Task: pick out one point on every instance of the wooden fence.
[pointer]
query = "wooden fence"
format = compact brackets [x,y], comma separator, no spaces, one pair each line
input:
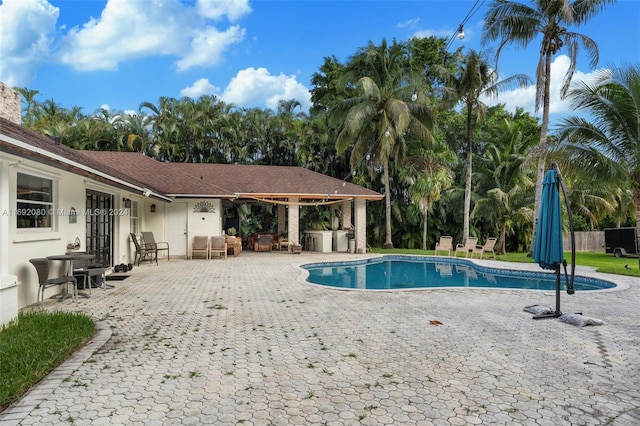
[585,241]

* [THE PROBLEM]
Rewrite all the material with "wooden fence" changed to "picket fence" and everything else unchanged, leaving out the pictures.

* [TASK RESPONSE]
Task: pick out one point on every instance of the picket fence.
[pointer]
query = "picket fence"
format = compact brackets [x,y], comma separator, no spaces, one pair each line
input:
[585,241]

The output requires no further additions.